- **Selected text**

1. A method, comprising:
at a computer system that is in communication with one or more output devices, a display component, and one or more cameras:
while outputting a representation of a field-of-view of one or more cameras, detecting a request concerning content in the field-of-view of the one or more cameras; and
in response to detecting the request concerning content in the field-of-view of the one or more cameras:
in accordance with a determination that a first portion of content is a portion of interest based on the context of the request outputting an indication that the first portion of content is the portion of interest; and
in accordance with a determination that a second portion of content is the portion of interest based on the context of the request, outputting an indication that the second portion of content is the portion of interest.
2. The method of claim 1, wherein the request is a first request, the method further comprising:
while outputting an indication that the first portion of content is the portion of interest, detecting a second request concerning content in the field-of-view of the one or more cameras; and
in response to detecting the second request concerning content in the field-of-view of the one or more cameras and in accordance with a determination that a third portion of content is the portion of interest based on the context of the second request, outputting the indication that the third portion of content is the portion of interest.
3. The method of claim 1, wherein outputting the indication includes displaying, via the display component, a representation of a face.
4. The method of claim 1, further comprising:
in response to detecting the request concerning content in the field-of-view of the one or more cameras, outputting the indication that the first portion of content is the portion of interest includes displaying, via the display component, a representation of a face that is directed to the portion of interest.

- **Provided material**
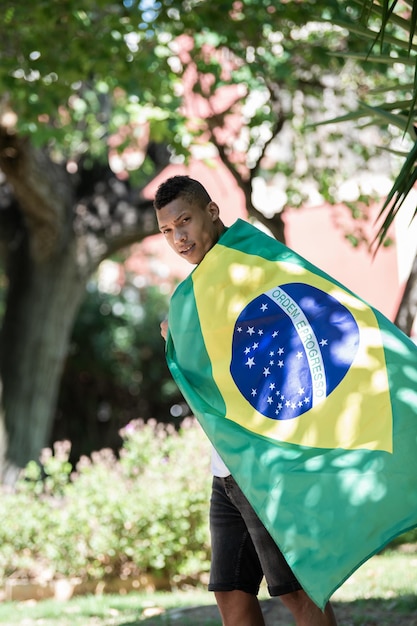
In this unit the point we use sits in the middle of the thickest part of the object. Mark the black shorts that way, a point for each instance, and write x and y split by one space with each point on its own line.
242 549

- **Complete the following**
- a) In the camera method claims, what does claim 3 say outputting the indication includes?
- b) Please resume the camera method claims after their final sentence.

- **Answers to the exercises**
- a) Displaying, via the display component, a representation of a face.

- b)
5. The method of claim 1, wherein outputting the indication that the first portion of content is the portion of interest includes displaying, via a display component, a representation of the face that is directed to the portion of interest, the method further comprising:
after outputting the indication that the first portion of content is the portion of interest and in accordance with a determination that a threshold period of time has passed, updating display, via the display component, of the representation of the face that is directed to the portion of interest to be directed away from the portion of interest.
6. The method of claim 1, wherein outputting, via the one or more output devices, the indication that the first portion of content is the portion of interest includes outputting, via the one or more output devices, audio including an indication that the first portion of content is the portion of interest.
7. The method of claim 1, wherein outputting the indication that the first portion of content is the portion of interest includes displaying, via the display component, a user interface object closer to the first portion than the second portion; and wherein outputting the indication that the second portion of content is the portion of interest includes displaying, via the display component, the user interface object closer to the second portion than the first portion.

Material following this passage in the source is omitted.